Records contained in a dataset
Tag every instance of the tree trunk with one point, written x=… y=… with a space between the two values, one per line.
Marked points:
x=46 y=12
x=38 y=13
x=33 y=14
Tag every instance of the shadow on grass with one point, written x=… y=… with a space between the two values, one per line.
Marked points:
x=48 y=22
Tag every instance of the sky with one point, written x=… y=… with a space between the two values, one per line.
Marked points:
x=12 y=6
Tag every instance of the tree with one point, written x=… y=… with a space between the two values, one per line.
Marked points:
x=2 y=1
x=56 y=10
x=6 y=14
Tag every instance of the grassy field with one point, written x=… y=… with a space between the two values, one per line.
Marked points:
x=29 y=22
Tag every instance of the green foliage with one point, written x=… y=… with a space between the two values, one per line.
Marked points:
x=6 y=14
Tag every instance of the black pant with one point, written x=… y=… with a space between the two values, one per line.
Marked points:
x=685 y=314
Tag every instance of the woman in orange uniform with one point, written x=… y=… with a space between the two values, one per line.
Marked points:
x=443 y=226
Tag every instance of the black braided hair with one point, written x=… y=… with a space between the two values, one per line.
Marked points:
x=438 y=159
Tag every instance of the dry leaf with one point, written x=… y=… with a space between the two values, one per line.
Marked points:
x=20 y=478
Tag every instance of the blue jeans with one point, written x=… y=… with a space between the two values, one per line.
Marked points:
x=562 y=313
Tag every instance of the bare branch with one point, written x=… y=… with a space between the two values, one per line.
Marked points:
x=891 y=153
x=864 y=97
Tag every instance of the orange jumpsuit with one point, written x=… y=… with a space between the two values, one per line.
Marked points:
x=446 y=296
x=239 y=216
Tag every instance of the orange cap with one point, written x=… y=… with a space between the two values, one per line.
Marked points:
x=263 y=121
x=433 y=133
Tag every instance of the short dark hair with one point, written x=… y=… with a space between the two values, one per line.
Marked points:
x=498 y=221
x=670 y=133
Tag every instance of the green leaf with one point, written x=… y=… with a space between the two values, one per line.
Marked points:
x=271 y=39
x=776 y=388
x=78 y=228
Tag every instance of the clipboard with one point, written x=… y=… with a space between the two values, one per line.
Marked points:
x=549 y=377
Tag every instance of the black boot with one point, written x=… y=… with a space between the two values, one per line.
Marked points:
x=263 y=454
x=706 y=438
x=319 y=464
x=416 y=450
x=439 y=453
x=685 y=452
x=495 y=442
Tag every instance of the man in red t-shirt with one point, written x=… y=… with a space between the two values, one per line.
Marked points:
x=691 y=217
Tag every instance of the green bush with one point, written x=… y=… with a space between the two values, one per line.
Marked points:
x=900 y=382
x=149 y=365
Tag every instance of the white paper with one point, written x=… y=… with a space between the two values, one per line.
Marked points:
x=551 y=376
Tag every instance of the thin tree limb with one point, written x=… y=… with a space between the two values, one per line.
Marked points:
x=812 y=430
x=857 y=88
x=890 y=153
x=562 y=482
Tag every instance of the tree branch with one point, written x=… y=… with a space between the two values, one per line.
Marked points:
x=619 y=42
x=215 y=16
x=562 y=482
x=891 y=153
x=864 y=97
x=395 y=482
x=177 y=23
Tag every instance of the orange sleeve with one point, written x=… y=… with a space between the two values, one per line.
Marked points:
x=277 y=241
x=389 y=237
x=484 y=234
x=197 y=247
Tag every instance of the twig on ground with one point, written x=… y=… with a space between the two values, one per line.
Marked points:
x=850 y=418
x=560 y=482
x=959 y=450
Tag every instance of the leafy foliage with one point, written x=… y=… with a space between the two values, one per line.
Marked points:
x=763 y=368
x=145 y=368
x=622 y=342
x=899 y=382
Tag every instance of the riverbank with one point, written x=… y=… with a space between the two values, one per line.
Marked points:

(What you are asked to do):
Take the entries and copy them out exactly.

(The solution):
Tag every instance of the tree trunk with one point, written x=… y=… with a space between the two values, one per line.
Marked points:
x=46 y=12
x=38 y=13
x=33 y=14
Tag every instance of the shadow on grass with one point, written x=… y=… with a space between the two values, one per line.
Marked points:
x=48 y=22
Tag every instance of the sky with one point, written x=… y=… with a space between the two values, one per line.
Marked points:
x=12 y=6
Tag every instance of the tree with one point, written x=… y=… with a space between the two values, one per line.
Marked points:
x=2 y=1
x=56 y=10
x=6 y=14
Tag every instance of the grassy field with one point, written x=… y=… with a space between the two values, one per line.
Marked points:
x=29 y=22
Tag every instance of the green foliage with one point, written x=… y=… with a space between the two values, one per line.
Marked points:
x=6 y=14
Tag every instance of the black pant with one point, written x=… y=… with a space between the two values, one per line.
Marked points:
x=685 y=314
Tag every instance of the woman in orange uniform with one point, written x=… y=… with a space between the two values, one per line.
Marked points:
x=443 y=226
Tag every instance of the black braided hair with one point, written x=… y=… with a space between the two values, one per line.
Marked points:
x=438 y=159
Tag every instance of the dry leaf with one point, written x=… y=… with a space between the two values, one per line.
Marked points:
x=20 y=478
Tag every instance of the blue jeans with one point, written x=… y=… with a space between the two values, one per line.
Marked points:
x=562 y=313
Tag every instance of the bare branch with one point, written x=… y=… with a space between the two values, one per line.
Marked points:
x=891 y=153
x=864 y=97
Tag every instance of the orange jumpsuit with one point, written x=… y=… with a space between the two values, one per line.
Marked points:
x=446 y=296
x=239 y=216
Tag every instance of the orange cap with one point, written x=… y=… with a space between the two values, one per line.
Marked points:
x=263 y=121
x=433 y=133
Tag every instance of the short dark hair with one point, written x=… y=… with a space between the two values, one per line.
Marked points:
x=498 y=221
x=670 y=133
Tag every instance of the green leaf with one point, written x=… y=… with a space between the two values, one per line.
Marked points:
x=271 y=39
x=776 y=388
x=78 y=228
Tag every instance of the clipboard with one point, written x=… y=… with a space between the two values, one per line.
Marked points:
x=549 y=377
Tag every instance of the black boot with one point, written x=… y=… with a space between the two values, one per line.
Marked points:
x=263 y=454
x=706 y=438
x=319 y=464
x=416 y=450
x=439 y=453
x=685 y=452
x=495 y=442
Tag every instance of the man in red t-shirt with one point, written x=… y=… with a space between the two values, one per line.
Marked points:
x=691 y=217
Tag every instance of the green bush with one point, written x=… y=… with a space between the two values, one per line.
Marked points:
x=900 y=382
x=149 y=365
Tag every instance of the white paper with one point, written x=… y=… with a space between the two values, one per line.
Marked points:
x=551 y=376
Tag every instance of the thin tree limb with one point, written x=… y=… with a space between the two values, one per line.
Marked points:
x=812 y=430
x=857 y=88
x=890 y=153
x=562 y=482
Tag every instance of the tree branch with one point, written x=… y=… with a space between the two values, one per line.
Marked points:
x=619 y=42
x=215 y=16
x=562 y=482
x=891 y=153
x=864 y=97
x=395 y=482
x=177 y=23
Tag every instance of the orange sleeve with one point, written x=… y=… with a space between the two values, one per line.
Marked points:
x=277 y=241
x=389 y=237
x=484 y=234
x=197 y=247
Tag every instance of the twig on ground with one point, written x=… y=… with a space between the two values, one per line.
Marked points:
x=850 y=418
x=560 y=482
x=959 y=450
Tag every instance of the leafy foliage with one point, written x=… y=… with a space between the two values, one per line.
Marked points:
x=763 y=368
x=145 y=368
x=622 y=342
x=899 y=382
Tag every instance of the riverbank with one point, written x=… y=… with a space between the two values, one per line.
Marked points:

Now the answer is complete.